» **Page extract**:
+---+

On Friday the 18th of November, almost noontime, a group can be seen hiking in the hills of a National Park south of the Israeli town of Beit Shemesh. Zooming into the picture, one can see that they are carrying signs: Bayt Nattif, 22.10.1948, is written on those signs. The group is not here to hike in a National Park, however, but to explore the land, where the village of Bayt Nattif was located before Operation HaHar of the Israeli Army came that day in October 1948, expelled its more than 2000 inhabitants and reduced the village to rubble.

The tour is facilitated by the Israeli NGO Zochrot (Hebrew word for remembering), whose aim is to create “acknowledgement and accountability for the ongoing injustices of the Nakba” within Israeli society. Zochrot is the Hebrew word for remembering. The organization tries to counter the one-sided remembering of the events in 1948, which are usually referred to as a great moment of gaining independence and the establishment of the state, and connect it to the (ongoing) Palestinian struggle. Zochrot has a database about the Palestinian villages demolished in 1948 and actively leads groups on tours to the sites to reclaim the space through remembering. During the tour in Bayt Nattif, the activists put up signs that mark the location of the school, the mosque and the cemetery.

Zochrot aims to educate Jewish Israeli society about the Palestinian Nakba

The tour as well as the signs are in Arabic, English and Hebrew. Most of the participants need the Hebrew version, as the main target group of Zochrot is the Jewish Israeli society. The tour in Bayt Nattif is accompanied by Khadr Al-Dibs whose family was expelled from the village. He now lives in the Shu’fat refugee camp. He recalls coming to visit the place in his early childhood. He puts up the sign of the mosque. “Inshallah we will meet Khadr here next year in his new built house”, says Umar al-Ghubari, who is leading the tour.

photo credit: Flash90

Placing a sign where the mosque used to be (Photo: Birte Mensing)

Experiencing the beautiful view from the hills and the natural diversity from almond trees to olive trees, it is easy to understand why this land was and still is precious to the refugees that were expelled from Bayt Nattif. In 1948, the inhabitants of the village did not give in easily. The men gathered to resist and defend their families and the village. The first 35 Haganah soldiers that came across the village in January 1948 were killed during a fight with the resisting inhabitants. Today, a kibbutz on the land of the Palestinian village is named after the Haganah combatants and called Netiv HaLamed-Heh (Path of the 35). Most of the Palestinian families who originate from Bayt Nattif now live in three refugee camps in the Bethlehem area.

+---+

» **Written task 1**:
Condense the paragraph of the Bayt Nattif tour article that begins "The tour as well as the signs are in Arabic" into a short bulleted list that keeps its main facts.
» **Written task 2**:
Write a continuation of the Bayt Nattif tour article, starting after its final sentence.

» **Provided material**:
+---+

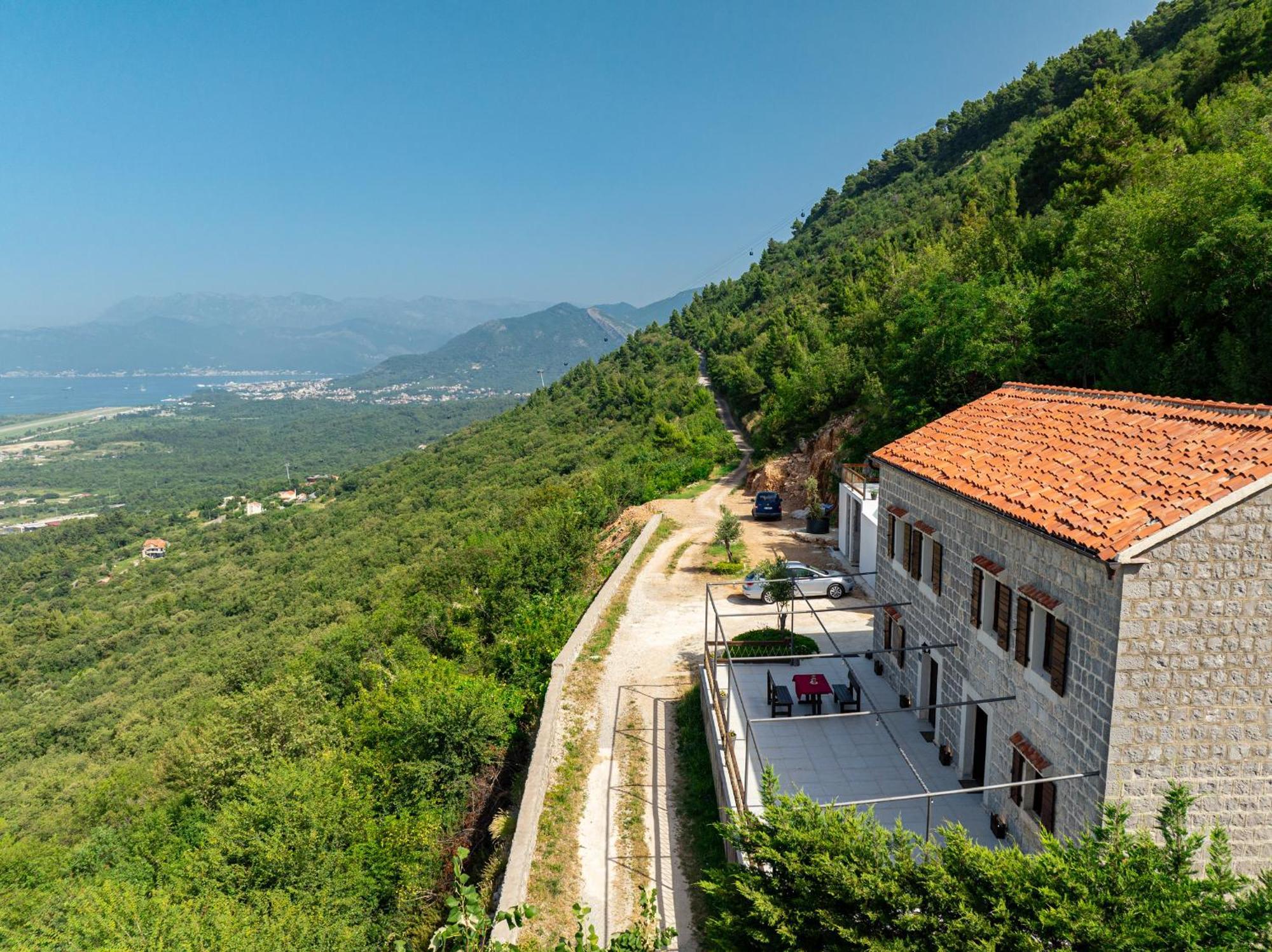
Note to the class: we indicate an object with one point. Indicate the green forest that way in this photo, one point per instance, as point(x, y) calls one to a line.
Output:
point(1102, 222)
point(283, 733)
point(278, 736)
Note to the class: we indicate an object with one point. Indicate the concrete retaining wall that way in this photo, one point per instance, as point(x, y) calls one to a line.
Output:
point(517, 876)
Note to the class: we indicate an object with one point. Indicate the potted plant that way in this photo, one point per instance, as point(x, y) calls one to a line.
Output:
point(817, 522)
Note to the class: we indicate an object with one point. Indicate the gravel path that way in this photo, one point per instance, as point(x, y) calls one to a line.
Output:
point(647, 671)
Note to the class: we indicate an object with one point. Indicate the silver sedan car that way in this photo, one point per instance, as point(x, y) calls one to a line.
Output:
point(808, 582)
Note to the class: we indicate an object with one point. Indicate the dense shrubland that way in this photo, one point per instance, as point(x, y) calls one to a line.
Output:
point(1105, 221)
point(838, 880)
point(278, 736)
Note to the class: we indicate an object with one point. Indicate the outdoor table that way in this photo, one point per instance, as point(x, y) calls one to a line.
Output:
point(811, 687)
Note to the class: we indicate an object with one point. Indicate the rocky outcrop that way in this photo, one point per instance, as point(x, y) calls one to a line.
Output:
point(816, 455)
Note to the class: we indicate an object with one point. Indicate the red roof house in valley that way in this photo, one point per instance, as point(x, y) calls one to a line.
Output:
point(1086, 578)
point(1106, 471)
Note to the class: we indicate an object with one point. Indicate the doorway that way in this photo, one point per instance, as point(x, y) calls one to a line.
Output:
point(934, 675)
point(980, 743)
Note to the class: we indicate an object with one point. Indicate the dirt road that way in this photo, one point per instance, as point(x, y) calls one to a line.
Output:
point(648, 670)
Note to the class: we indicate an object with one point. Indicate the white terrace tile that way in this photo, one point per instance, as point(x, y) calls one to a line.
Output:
point(847, 759)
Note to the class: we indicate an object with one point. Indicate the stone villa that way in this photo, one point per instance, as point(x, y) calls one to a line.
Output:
point(1102, 562)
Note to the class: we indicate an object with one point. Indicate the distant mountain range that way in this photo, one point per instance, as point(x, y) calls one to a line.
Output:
point(287, 333)
point(508, 354)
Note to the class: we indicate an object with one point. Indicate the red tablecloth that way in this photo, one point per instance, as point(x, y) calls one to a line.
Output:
point(811, 685)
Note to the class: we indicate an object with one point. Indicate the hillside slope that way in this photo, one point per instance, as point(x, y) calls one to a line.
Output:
point(1103, 221)
point(508, 355)
point(275, 737)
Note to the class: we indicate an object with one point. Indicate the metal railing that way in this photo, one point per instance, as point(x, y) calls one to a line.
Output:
point(933, 794)
point(862, 479)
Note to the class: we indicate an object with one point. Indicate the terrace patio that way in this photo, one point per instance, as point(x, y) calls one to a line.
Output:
point(835, 759)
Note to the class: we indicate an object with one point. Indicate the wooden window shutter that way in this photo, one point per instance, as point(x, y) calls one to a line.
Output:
point(1059, 656)
point(1003, 614)
point(1047, 806)
point(1025, 611)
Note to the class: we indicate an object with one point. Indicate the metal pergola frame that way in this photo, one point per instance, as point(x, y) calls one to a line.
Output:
point(738, 774)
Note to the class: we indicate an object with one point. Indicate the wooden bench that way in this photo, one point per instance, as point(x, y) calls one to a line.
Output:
point(849, 695)
point(780, 701)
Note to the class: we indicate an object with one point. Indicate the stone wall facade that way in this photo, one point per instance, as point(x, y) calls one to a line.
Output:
point(1070, 731)
point(1194, 684)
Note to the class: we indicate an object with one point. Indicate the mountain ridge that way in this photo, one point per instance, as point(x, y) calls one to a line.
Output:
point(240, 333)
point(508, 354)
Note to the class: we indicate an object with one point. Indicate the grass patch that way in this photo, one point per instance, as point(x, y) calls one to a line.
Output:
point(695, 798)
point(676, 556)
point(721, 564)
point(555, 871)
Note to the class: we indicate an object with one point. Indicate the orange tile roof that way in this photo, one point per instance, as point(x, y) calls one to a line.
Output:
point(1097, 469)
point(1044, 598)
point(1030, 752)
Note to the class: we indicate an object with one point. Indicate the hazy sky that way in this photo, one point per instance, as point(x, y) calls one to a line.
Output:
point(549, 151)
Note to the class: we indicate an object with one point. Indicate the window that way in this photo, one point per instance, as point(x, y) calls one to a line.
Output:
point(1025, 612)
point(1037, 799)
point(1003, 614)
point(1042, 644)
point(1055, 653)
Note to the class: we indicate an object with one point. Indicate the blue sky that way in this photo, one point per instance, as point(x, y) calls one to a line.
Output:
point(546, 151)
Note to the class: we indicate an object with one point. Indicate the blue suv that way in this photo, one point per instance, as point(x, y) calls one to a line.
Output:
point(769, 506)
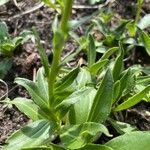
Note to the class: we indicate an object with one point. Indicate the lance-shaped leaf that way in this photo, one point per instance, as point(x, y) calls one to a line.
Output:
point(133, 100)
point(34, 91)
point(79, 114)
point(144, 22)
point(31, 135)
point(29, 108)
point(108, 53)
point(137, 140)
point(97, 66)
point(95, 147)
point(49, 147)
point(77, 136)
point(67, 80)
point(65, 105)
point(103, 100)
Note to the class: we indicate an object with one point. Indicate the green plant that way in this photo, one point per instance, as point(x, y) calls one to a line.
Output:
point(8, 44)
point(2, 2)
point(70, 107)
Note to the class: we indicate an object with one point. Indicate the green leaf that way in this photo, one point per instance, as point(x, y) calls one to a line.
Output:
point(79, 114)
point(66, 80)
point(103, 100)
point(31, 135)
point(121, 28)
point(127, 82)
point(91, 51)
point(109, 52)
point(3, 28)
point(27, 107)
point(49, 147)
point(65, 105)
point(145, 38)
point(95, 147)
point(83, 78)
point(50, 4)
point(77, 136)
point(118, 66)
point(5, 66)
point(97, 66)
point(137, 140)
point(34, 91)
point(2, 2)
point(122, 127)
point(133, 100)
point(144, 22)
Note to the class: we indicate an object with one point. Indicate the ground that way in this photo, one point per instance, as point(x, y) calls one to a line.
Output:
point(26, 59)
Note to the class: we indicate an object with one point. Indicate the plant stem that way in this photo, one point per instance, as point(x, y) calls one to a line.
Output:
point(58, 43)
point(139, 8)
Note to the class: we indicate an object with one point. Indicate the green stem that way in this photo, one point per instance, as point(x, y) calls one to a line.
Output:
point(66, 15)
point(139, 8)
point(58, 43)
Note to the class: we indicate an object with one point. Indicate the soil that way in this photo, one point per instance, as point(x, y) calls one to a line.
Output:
point(26, 59)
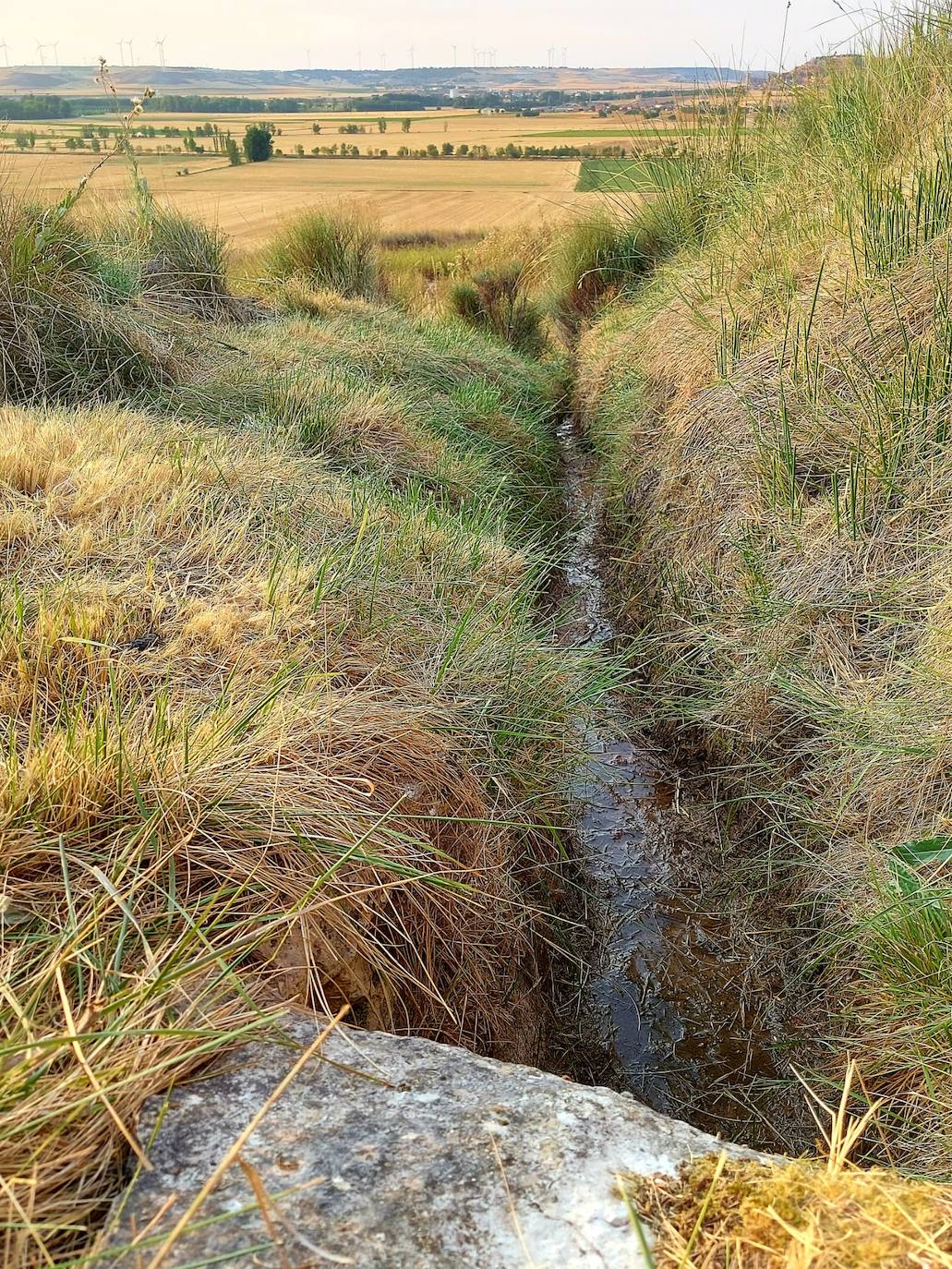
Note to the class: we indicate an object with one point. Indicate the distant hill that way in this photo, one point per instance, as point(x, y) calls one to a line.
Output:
point(816, 68)
point(80, 80)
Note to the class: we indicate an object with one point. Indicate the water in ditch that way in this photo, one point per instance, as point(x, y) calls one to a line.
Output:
point(670, 1004)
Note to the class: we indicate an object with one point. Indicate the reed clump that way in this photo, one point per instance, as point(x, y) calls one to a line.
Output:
point(772, 406)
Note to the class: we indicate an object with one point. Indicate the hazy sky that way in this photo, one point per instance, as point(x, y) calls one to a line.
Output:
point(275, 33)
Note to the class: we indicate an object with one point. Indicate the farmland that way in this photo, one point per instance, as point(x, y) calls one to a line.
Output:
point(402, 194)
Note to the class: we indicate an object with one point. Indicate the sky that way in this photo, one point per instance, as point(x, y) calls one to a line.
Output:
point(375, 33)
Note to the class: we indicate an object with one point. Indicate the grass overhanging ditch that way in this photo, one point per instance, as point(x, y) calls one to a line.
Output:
point(769, 401)
point(281, 719)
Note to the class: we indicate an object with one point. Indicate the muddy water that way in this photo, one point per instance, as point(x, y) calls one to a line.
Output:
point(668, 1008)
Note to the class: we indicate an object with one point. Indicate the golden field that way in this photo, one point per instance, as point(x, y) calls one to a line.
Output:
point(400, 194)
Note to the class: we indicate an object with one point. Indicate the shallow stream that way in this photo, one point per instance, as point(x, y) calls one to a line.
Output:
point(670, 1007)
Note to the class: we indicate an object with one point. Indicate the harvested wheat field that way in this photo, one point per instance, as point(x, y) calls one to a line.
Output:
point(400, 196)
point(500, 616)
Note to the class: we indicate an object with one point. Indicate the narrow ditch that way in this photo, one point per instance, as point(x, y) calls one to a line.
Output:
point(673, 1004)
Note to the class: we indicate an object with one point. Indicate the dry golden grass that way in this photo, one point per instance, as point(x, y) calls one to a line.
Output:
point(729, 1214)
point(773, 410)
point(223, 786)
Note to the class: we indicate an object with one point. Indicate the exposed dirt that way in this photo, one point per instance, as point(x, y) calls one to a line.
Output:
point(676, 1000)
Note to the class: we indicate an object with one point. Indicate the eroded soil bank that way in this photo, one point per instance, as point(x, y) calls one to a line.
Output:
point(676, 1000)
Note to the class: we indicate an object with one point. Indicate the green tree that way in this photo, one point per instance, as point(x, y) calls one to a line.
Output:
point(259, 142)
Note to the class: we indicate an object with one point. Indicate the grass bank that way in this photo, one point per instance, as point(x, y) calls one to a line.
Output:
point(278, 719)
point(771, 405)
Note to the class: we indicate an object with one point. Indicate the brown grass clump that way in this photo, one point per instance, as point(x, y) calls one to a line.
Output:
point(773, 410)
point(243, 766)
point(718, 1214)
point(801, 1214)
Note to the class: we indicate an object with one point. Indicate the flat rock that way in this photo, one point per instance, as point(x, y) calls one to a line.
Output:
point(390, 1151)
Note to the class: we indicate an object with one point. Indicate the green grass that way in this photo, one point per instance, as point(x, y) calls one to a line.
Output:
point(281, 722)
point(619, 175)
point(771, 401)
point(659, 133)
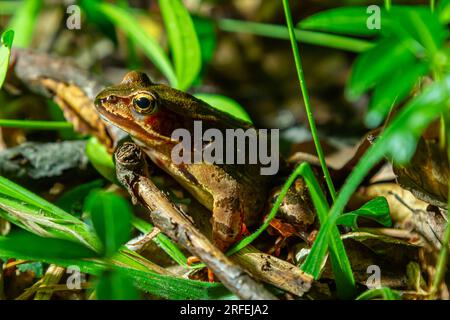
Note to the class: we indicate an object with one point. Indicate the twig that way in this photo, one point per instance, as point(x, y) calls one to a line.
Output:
point(131, 172)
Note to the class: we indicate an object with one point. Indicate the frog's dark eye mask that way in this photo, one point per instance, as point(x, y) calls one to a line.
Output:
point(145, 103)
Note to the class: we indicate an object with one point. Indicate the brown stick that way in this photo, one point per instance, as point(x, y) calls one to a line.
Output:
point(131, 172)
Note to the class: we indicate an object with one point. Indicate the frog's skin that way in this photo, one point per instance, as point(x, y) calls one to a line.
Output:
point(234, 193)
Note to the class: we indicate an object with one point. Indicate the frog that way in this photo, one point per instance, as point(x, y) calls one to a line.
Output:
point(149, 112)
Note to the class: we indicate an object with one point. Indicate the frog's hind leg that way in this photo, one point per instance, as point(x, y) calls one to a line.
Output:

+---+

» **Final result 1**:
- The tour and its signs are in Arabic, English and Hebrew.
- Most participants need the Hebrew version, since Zochrot's main target group is Jewish Israeli society.
- Khadr Al-Dibs, whose family was expelled from the village, accompanies the tour. He now lives in the Shu'fat refugee camp and recalls visiting the place in early childhood.
- He puts up the mosque sign.
- Tour leader Umar al-Ghubari says he hopes to meet Khadr there next year in his newly built house.

» **Final result 2**:
While in other places in Israel excavations are publicly displayed and made accessible for the public, the long history of Bayt Nattif has been ignored by the Israeli authorities. Since Roman times, it has in many periods been an important village on the route between Jerusalem and Beit Jibrin, which was also destroyed in 1948.

Zochrot has gathered information about the Nakba and especially the destroyed villages in recent years which is easily available through an app called “iNakba.” iNakba enables people to identify the locations of destroyed villages, complete with pictures and background information.

photo credit: Flash90

A controversial memorial on the land of Bayt Nattif (Photo: Birte Mensing)

In the 1960s, the Jewish National Fund planted trees on the land of Bayt Nattif: One thousand one hundred pine trees, in memory of Bastiaan Jan Ader, who saved hundreds of Jews during the Nazi rule in the Netherlands. In 1944, he was executed by the Nazis. Why did the Jewish National Fund use this act of remembering to cover up the 1948 expulsion and mistreatment of Palestinians? A difficult question. Erik Ader, a son of Bastiaan Jan Ader’s, came to that very place on the 18th of November and joined the Zochrot tour. After the tour he gave a short statement at the memorial plate dedicated to his father to withdraw his family’s support for this action. “We never had a chance to ask him what he would have made of all this. No need either: based on what he stood for he would have been upset by this travesty of truth and justice.” He therefore withdraws any connection of his family to this forest, Erik Ader says. Soft applause comes from the people who seek shade under the surrounding trees. The audience is tired from the tour: physically tired from the long walk in the sun and psychologically tired from facing history. The tour ends, but the memory remains.

photo credit: Flash90

Erik Ader, Umar Al-Ghubari and Khadr Al-Dibs (Photo: Birte Mensing)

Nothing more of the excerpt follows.